6

I'm new to druid. I've already read "druid VS Elasticsearch", but I still don't know what druid is good at.

Below is my problem:

  1. I have a solr cluster with 70 nodes.

  2. I have a very big table in solr which has 1 billion rows, and each row has 100 fields.

  3. The user will use different combinations range query of fields (20 combinations at least in one query) to count the distinct number of customer id, but the solr's distinct count algorithm is very slow and uses a lot of memory, so if the query result is more than 200 thousand, the solr's query node will crash.

Does druid has better performance than solr in distinct count?

Davos
  • 5,066
  • 42
  • 66
zhouxiang
  • 153
  • 3
  • 12
  • Solr 5.2 can use HyperLogLog for cardinality count: https://lucidworks.com/blog/2015/05/26/hyperloglog-field-value-cardinality-stats/ – Toke Eskildsen Oct 28 '16 at 11:44
  • Elasticsearch is based on Lucene, so you are comparing 3 different frameworks here. You can update the title or description accordingly. – avp Jul 10 '19 at 06:06

3 Answers3

9

Druid is vastly different from search-specific databases like ES/Solr. It is a database designed for analytics, where you can do rollups, column filtering, probabilistic computations, etc.

Druid does count distinct through its use of HyperLogLog, which is a probabilistic data-structure. So if you dont worry about 100% accuracy, you can definitely try Druid and I have seen drastic improvements in response times in one of my projects. But, if you care about accuracy, then Druid might not be the best solution (even though it is quite possible to achieve in Druid as well, with performance hits and extra space taken up) - see more here: https://groups.google.com/forum/#!topic/druid-development/AMSOVGx5PhQ

  • 6
    FYI: ES supports `cardinality` aggregation which is based on HyperLogLog++ algo. – Kenji Noguchi Oct 12 '16 at 03:01
  • oh nice! didn't know about it. You have any metrics on how much the index size gets reduced if you use `cardinality` aggregation? – Ramkumar Venkataraman Oct 12 '16 at 04:51
  • `cardinality` is query time aggregation. I don't think it helps in terms of index size. – Kenji Noguchi Oct 14 '16 at 00:42
  • Ah, got it! Druid supports both index time and query time aggregation based on HLL. Index time aggregator significantly reduces the size of storage for high cardinality dimensions. – Ramkumar Venkataraman Oct 14 '16 at 06:41
  • Druid also supports DataSketches extension see https://druid.apache.org/docs/latest/development/extensions-core/datasketches-extension.html; the Theta Sketch approximate distinct count works well, Nielsen Marketing Cloud has had success with it https://www.slideshare.net/ItaiYaffe/our-journey-with-druid-from-initial-research-to-full-production-scale/20 – Davos Oct 03 '19 at 06:20
8

ES typically needs raw data because it's designed for search. It means the index is huge yet nested aggregations is expensive. (I know I skipped a lot of details here).
——————————
• REQUIREMENT
Write the next part of the forum thread on distinct counts in Druid and Solr, starting after its last sentence.
——————————
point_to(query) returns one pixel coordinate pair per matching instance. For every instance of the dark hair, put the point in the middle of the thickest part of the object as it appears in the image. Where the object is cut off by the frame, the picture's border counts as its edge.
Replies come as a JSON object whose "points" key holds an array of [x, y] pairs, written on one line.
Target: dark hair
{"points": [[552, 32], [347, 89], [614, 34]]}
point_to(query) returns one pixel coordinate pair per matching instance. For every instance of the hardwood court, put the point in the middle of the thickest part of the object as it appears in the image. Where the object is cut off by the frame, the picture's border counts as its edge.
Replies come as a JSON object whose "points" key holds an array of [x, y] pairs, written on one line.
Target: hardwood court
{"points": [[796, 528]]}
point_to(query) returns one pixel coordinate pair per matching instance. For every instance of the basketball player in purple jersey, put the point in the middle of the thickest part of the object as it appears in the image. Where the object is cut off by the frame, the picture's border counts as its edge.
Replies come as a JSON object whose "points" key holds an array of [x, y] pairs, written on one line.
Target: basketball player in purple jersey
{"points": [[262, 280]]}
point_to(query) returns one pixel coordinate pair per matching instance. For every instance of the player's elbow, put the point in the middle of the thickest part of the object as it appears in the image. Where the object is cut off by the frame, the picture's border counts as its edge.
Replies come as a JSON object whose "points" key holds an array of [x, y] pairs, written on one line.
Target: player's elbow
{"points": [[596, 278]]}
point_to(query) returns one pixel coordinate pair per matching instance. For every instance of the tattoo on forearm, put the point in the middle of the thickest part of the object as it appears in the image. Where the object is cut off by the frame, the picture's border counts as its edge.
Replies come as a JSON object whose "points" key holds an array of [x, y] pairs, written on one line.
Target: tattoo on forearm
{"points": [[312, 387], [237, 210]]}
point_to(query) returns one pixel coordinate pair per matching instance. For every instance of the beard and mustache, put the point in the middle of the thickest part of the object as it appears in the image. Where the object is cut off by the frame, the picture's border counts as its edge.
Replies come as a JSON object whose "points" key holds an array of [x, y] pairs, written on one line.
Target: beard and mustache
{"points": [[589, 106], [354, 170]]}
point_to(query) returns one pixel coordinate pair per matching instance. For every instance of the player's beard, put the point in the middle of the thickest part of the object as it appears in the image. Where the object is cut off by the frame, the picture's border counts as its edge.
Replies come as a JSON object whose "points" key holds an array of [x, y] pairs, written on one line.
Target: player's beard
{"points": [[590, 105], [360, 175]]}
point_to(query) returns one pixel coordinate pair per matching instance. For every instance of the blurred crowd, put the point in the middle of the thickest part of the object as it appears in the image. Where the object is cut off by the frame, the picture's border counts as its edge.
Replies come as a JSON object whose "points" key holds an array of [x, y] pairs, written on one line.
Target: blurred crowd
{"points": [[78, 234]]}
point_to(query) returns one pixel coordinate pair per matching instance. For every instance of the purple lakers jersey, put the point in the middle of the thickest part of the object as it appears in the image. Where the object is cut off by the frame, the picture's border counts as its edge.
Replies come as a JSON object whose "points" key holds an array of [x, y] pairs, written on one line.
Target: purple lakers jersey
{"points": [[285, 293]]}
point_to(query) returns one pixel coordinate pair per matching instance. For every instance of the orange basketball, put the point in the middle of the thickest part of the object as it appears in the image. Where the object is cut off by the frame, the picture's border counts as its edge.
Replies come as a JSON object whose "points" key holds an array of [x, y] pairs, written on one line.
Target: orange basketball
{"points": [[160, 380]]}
——————————
• ANSWER TO THE TASK
Druid is designed for metric calculation over timeseries data. It has clear distinction of dimensions and metrics. Based on dimension fields, the metric fields are pre-aggregated at the time of ingestion. This step helps reducing huge amount of data depending on cardinality of the dimensional data. In other words, Druid works best when the dimension is categorical value.

You mentioned range query. Range filter on metrics works great. But if you mean query by numerical dimensions that's something Druid is still work in progress.

As for the distinct count, both ES and Druid support HyperLogLog. In Druid, you have to specify fields at the time of ingestion in order to apply HyperLogLog at the query time. It's pretty fast and efficient.

Kenji Noguchi
  • 1,752
  • 2
  • 17
  • 26
1

Recent versions (6.x AFAIK) of Elasticsearch support your use case and you will get the result from all 3 (Druid, ES, Solr), but to answer your last question about performance, I feel Druid will be the most performant with minimal resource requirement for your use case.

Though ES supports analytics and aggregations, it's primary design is based on free text search requirement. As ES does more things than your requirement mentioned above, it will use resources and may not be the right fit unless you want to do more than just the distinct count.

Quoting from Druid's website https://druid.apache.org/docs/latest/comparisons/druid-vs-elasticsearch.html

Druid focuses on OLAP workflows. Druid is optimized for high performance (fast aggregation and ingestion) at low cost and supports a wide range of analytic operations.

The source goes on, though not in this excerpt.